- Problem description -
Down to the last line, set down the listing below exactly, apart from its pictures.

= = = =

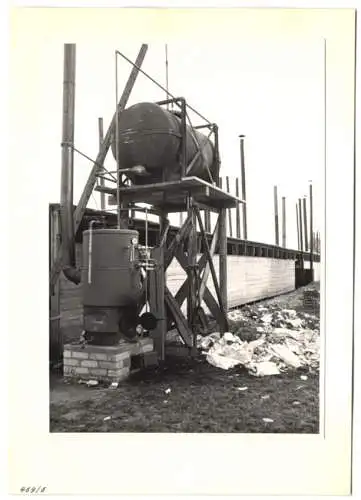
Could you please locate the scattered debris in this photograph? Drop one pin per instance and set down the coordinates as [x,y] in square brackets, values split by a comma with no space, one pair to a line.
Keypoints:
[266,340]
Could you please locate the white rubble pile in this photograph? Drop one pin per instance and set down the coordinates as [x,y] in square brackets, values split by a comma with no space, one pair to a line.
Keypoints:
[282,341]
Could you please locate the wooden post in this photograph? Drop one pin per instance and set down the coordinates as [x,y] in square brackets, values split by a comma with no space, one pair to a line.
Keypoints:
[298,230]
[67,159]
[243,171]
[238,214]
[223,256]
[305,223]
[300,222]
[311,227]
[283,222]
[102,181]
[192,261]
[229,210]
[277,236]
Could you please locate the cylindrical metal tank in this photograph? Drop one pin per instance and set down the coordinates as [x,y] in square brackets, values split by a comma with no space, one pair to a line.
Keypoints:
[111,284]
[150,136]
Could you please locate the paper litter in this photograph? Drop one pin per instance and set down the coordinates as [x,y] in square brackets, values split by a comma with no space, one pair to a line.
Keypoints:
[265,341]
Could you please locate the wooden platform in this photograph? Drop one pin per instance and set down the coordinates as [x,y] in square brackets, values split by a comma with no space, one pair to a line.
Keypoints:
[171,196]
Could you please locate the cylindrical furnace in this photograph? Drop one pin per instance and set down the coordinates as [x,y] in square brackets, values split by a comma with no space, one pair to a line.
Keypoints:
[150,136]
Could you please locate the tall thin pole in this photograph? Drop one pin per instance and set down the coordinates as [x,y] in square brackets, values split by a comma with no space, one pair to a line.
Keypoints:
[277,237]
[67,159]
[305,223]
[223,256]
[102,182]
[229,210]
[117,142]
[301,226]
[311,225]
[243,171]
[298,229]
[238,214]
[283,222]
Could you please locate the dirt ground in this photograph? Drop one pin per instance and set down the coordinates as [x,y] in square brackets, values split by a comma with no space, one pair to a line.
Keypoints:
[192,396]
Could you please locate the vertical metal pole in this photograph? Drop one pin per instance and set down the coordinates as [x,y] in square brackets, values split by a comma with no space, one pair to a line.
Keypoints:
[298,229]
[166,73]
[305,223]
[277,236]
[243,170]
[223,256]
[117,142]
[102,181]
[283,222]
[311,226]
[229,210]
[238,214]
[67,159]
[301,225]
[184,138]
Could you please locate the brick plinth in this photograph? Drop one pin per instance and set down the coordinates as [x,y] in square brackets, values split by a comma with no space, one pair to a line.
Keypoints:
[102,363]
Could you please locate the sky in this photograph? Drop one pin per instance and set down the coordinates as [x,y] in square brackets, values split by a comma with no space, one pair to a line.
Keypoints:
[269,90]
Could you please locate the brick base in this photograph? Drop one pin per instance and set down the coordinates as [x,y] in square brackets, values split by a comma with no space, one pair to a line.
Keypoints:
[102,363]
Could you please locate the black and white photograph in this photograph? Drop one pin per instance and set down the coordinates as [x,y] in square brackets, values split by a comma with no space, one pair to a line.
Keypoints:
[196,303]
[186,187]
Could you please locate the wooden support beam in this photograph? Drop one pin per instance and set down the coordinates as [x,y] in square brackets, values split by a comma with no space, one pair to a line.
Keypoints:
[221,296]
[283,222]
[177,241]
[300,222]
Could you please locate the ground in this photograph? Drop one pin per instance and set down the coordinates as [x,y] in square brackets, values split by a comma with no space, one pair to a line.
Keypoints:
[191,396]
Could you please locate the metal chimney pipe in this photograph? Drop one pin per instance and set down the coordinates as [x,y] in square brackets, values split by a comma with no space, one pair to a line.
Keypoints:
[67,166]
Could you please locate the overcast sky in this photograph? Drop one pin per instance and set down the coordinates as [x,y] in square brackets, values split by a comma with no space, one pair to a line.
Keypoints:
[271,91]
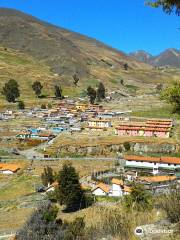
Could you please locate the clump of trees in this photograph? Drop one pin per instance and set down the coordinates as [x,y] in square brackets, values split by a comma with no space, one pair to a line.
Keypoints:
[44,224]
[21,105]
[170,203]
[99,93]
[58,92]
[47,177]
[69,188]
[167,5]
[139,199]
[37,88]
[75,79]
[172,95]
[11,90]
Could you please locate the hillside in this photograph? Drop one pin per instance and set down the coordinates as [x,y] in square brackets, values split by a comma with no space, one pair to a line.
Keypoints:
[170,57]
[31,49]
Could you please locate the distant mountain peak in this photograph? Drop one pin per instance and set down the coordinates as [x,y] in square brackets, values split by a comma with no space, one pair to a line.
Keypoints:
[169,57]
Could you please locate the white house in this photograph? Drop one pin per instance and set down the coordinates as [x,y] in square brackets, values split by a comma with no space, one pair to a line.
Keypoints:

= = = =

- Expected answer -
Could you please locate the scattered debris in this photograph? Drop one pin per instance and set down the coordinates as [x,y] in square brackets, values split by a comma with no space, one pair to a line.
Keypoints:
[266,340]
Could you please locate the white rubble pile in this photograph? Drop one pin per instance and set down the coordinates as [x,y] in square brackets, values split by a comma with no space, one pair to a line.
Keypoints:
[282,341]
Could you please locate the wooden post in this photograph? Drop one pin per instance and set down the coordinates as [x,y] in square brackets, values split by a comma with no space, one pair to a line.
Keypoints:
[298,230]
[67,159]
[243,171]
[238,214]
[223,256]
[305,223]
[300,222]
[311,227]
[283,222]
[102,181]
[192,261]
[229,210]
[277,236]
Could you please locate the cylindrical metal tank in this photograph? Drop one pin per instance and set down the coordinates as [x,y] in square brackets, values split by a comma with no space, one pair to a line.
Keypoints:
[111,284]
[150,136]
Could you please locate the paper litter in this photograph? Drop one pin per instance and set down the coordinates as [x,y] in square brackets, values split by a comma with no space, one pair to a line.
Keypoints:
[265,341]
Could you please locate the wooden platform in this photograph? Drop one pin per instance and set down the coordinates as [x,y] in square brackets, values split by a comma with no space, one pair to a line.
Keypoints:
[171,196]
Could you please locate the cylindrical furnace in this photograph? Drop one pin per instance and set down the coordinates as [x,y] in square brackets, values split by a comma with no space, one pair to a line.
Keypoints:
[150,136]
Could you please locate the tall thin pole in this photograph? Drop one pin per instance and set down the coordinates as [x,y] in square brackets, values split by a comma with no space, one pair to a line.
Keypoints:
[277,237]
[67,159]
[305,223]
[223,256]
[102,182]
[229,210]
[117,142]
[301,226]
[311,225]
[243,171]
[298,229]
[238,214]
[283,222]
Could you please locate the dirt ground in this photograph? Drop one pin per instance and set down the coordinates as [x,y] in square brackets, values split by a comma with no space, one pair to a line.
Keypoints:
[192,396]
Could you please locate the vertical metal pole in this photograph? Drop one pin per instance and set down the coordinates as [x,y] in square brackets, values split by a comma with no space, one pair to a line.
Keypoints:
[298,229]
[166,73]
[305,223]
[277,236]
[243,170]
[223,256]
[117,142]
[102,181]
[283,222]
[311,226]
[229,210]
[238,214]
[67,159]
[301,225]
[184,138]
Could you please locate the brick plinth in this photograph? Drop one pin per instance and set down the coordinates as [x,y] in square brackets, values split by a comma with no space, one pair to a line.
Keypoints:
[102,363]
Could you please locate the sky in this photograph? Drop one pin per instance and set down the coordinates as [x,y] in square brackets, values split by a comma with no space, one pair to a line.
Keypoints:
[269,90]
Could you please locate the brick base in this photograph? Drop one pin per instance and set down the coordinates as [x,y] in square brackets, values split by a comma with no space, one pair to a line.
Keypoints:
[102,363]
Could you please locate the black and white photograph in this photograph? Drop one pin per instance and set down the coordinates as [x,y] in square brackets, values split by a comma with no space, one pair to a line.
Keypoints:
[196,303]
[186,187]
Could you please locate the wooden support beam in this photograph? Drop one pin per instance and set down the coordinates as [x,y] in square brackets, values split by a comma with no space, one pair to a line.
Keypoints:
[221,296]
[283,222]
[177,241]
[300,222]
Could you please locate the ground in this photograph? Drop one pin per instance and set down the coordinates as [x,y] in square brackets, values split by a comma with no space, one pair to a line.
Keypoints:
[191,396]
Could you please locate the metal chimney pipe in this photograph? Drop one pin per instance and set down the coordinates as [x,y] in square brackets, values split by a comma with no space, one pair to a line.
Keypoints:
[67,166]
Could you please locate the overcast sky in this photograph? Drop one pin per instance and set down the coordinates as [x,y] in square brackets, values split by a comma with no space, one pair to a line.
Keypoints:
[271,91]
Could you please locate the clump of trees in this photograph? Drop one pin per instance and set down the coordinates as [x,y] in square brackets, values split by a comma with no space, one pair to a line.
Keypoints:
[44,224]
[21,105]
[170,203]
[99,93]
[58,92]
[47,177]
[69,188]
[167,5]
[139,199]
[37,88]
[75,79]
[172,95]
[11,90]
Could you please locate the hillside in this photograph? Drop one pin per instance and set down the coordinates as [x,y] in square brackets, values split by a comma with no space, one pair to a line.
Keypoints:
[170,57]
[31,49]
Could you please locate the distant mountain peak in this photograph? Drop one pin per instance and set down the coordinates as [x,y] in square brackets, values split by a comma with no space, one pair to a line.
Keypoints:
[169,57]
Could you please locate the white house in this photograph? Drop one pin per instance and set down the coordinates as [x,y] in square brackets, values split by a comma with no space, one pair to a line.
Keypoints:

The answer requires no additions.